Stored rows:
*****

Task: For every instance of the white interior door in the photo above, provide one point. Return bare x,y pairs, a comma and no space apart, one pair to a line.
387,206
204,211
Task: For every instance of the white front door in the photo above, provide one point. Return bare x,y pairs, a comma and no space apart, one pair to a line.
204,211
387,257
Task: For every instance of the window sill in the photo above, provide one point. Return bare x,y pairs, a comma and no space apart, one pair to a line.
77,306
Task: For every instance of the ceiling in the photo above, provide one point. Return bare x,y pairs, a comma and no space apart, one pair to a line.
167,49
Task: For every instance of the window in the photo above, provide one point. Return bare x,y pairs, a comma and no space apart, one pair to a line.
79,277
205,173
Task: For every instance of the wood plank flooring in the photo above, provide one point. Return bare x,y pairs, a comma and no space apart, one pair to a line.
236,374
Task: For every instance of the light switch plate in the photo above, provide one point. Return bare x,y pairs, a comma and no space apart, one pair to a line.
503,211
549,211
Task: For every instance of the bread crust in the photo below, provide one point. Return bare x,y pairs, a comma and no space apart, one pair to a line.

*****

Copy out all of the records above, changing each "provide one point" to "give one point" and leaving everything else as it is.

The response:
Task: For every instance of the white interior door in the photo above, give one point. Return bare x,y pairs, a comma and no space apart, one pair to a line.
387,206
204,211
Task: For every instance of the white front door in the photo above, give one point. Return bare x,y pairs, a comma and no space apart, one pair to a line.
204,211
387,257
Task: For every instance of the window sill in the photo above, give one point. Return bare x,y pairs, a comma and no space apart, one pair to a line.
77,306
Task: For every instance of the ceiling in the photo above, give one point. Return bare x,y pairs, a comma and no space apart, one pair to a line.
167,49
Task: For every instance of the window in the photo above, give one point. Return bare x,y pairs, a comma and no space apart, one pair to a line.
79,277
205,173
Task: For every instance of the wood plank flooring in the photo above, give one point. Return bare x,y pairs, a comma and no space apart, one pair to a line.
236,374
Task: For every instance of the light switch plate in the photo above, give one point. Return bare x,y pairs, a comma and no space apart, one pair to a line.
503,211
549,211
Task: For every instance of the bread crust in the photo below, give one point. Return bare x,y pairs, a comma and no space apart, one pair to a line.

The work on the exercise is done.